(Things to do)
a: In the text on nonprofit finances, what did the human-service organization's two years of record-breaking deficits wipe out?
b: List every dollar amount given in the text on nonprofit finances, noting what each one refers to.

(Text)
A couple of years ago, I was approached by a board member of the church I attended, who noted that the organization was ending the year with an approximate $20,000 deficit relative to a budget of slightly more than $400,000. The board member had been assured by the treasurer that the deficit wasn’t a problem because there was plenty of money to pay the bills. What did I think?
This kind of question generally requires information from more than one report or source. In this case, I looked at the fund balance at the bottom of the “statement of financial position,” or balance sheet. Sometimes referred to as “unrestricted net assets,” the fund balance for a nonprofit is analogous to equity on a corporation’s balance sheet or an individual’s net worth. If you run a surplus for several years, you accumulate a positive fund balance. That balance may be enough to cover a year in which you run a deficit. You can still end up with a positive fund balance. From year to year, an organization’s revenue and expenses may fluctuate, so an occasional year in which the organization sustains a deficit is not necessarily a harbinger of the organization’s demise.
Like many other nonprofits, the net assets of the church in question were separated into “unrestricted” and “temporarily restricted” on the organization’s balance sheet. The reason the bank balance was sufficient to pay the bills was that it included both unrestricted and “temporarily restricted” funds, which are restricted by either purpose or time by the donor.1 Frequently, grants made to nonprofits have such restrictions: funds collected for a youth field trip or member contributions paid in advance for the next fiscal year are examples of temporarily restricted funds for a church. It is permissible to commingle restricted and unrestricted funds in a single bank account, but it’s dangerous to borrow from temporarily restricted funds to cover general operating deficits or advance cash to cover cash flow needs. The amount of cash in your organization’s bank account is important, but it should not be confused with an operating surplus.
After determining whether the fund balance is sufficient to cover the organization’s operating deficit, I’d want to understand whether a dangerous trend or something less worrisome is in play. Has the congregation shrunk, or was there an unusual event—say, the costs associated with a search for a new director—that created this deficit? What is the organization’s history over the past three to five years? Too often, when revenues stagnate or decline, organizations whittle away once-healthy fund balances. On the other hand, expenses nearly always increase.
Sometimes it’s more than whittling. A human-service organization that provides temporary housing and supportive programs for clients with mental health issues had two years of record-breaking deficits and wiped out a fund balance in excess of $250,000. This is a case of what I’d call “magical thinking.” You count on a regular city grant to support a key program. The grant isn’t renewed, but the needs of your constituents haven’t gone away. You continue to provide services with high hopes of tapping new revenue sources to fill the gap. Program staff often has little involvement with billing and may be unaware of revenue shortfalls. In this organization, staff and board members were aware of the loss of the grant, but there was a kind of psychological disconnect. An astute board member of this organization confessed, “We knew it was a fictitious budget, but we approved it anyway.”

(Data provided)

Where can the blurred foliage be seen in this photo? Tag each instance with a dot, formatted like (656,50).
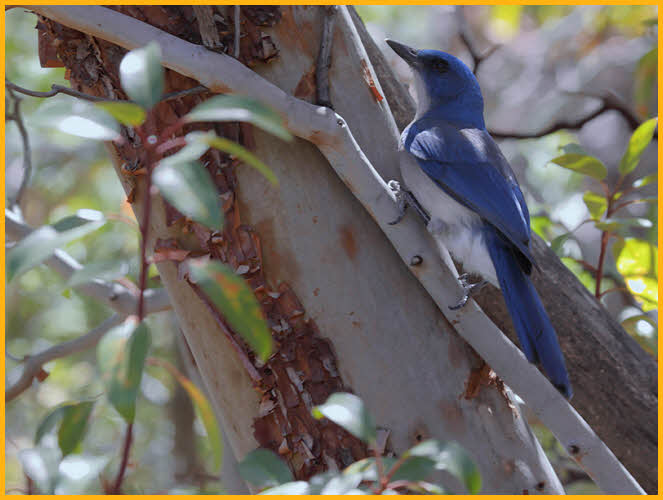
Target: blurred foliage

(Solutions by task)
a: A fund balance in excess of $250,000.

b:
- About $20,000: the church's deficit at year's end
- Slightly more than $400,000: the church's budget
- In excess of $250,000: the fund balance the human-service organization wiped out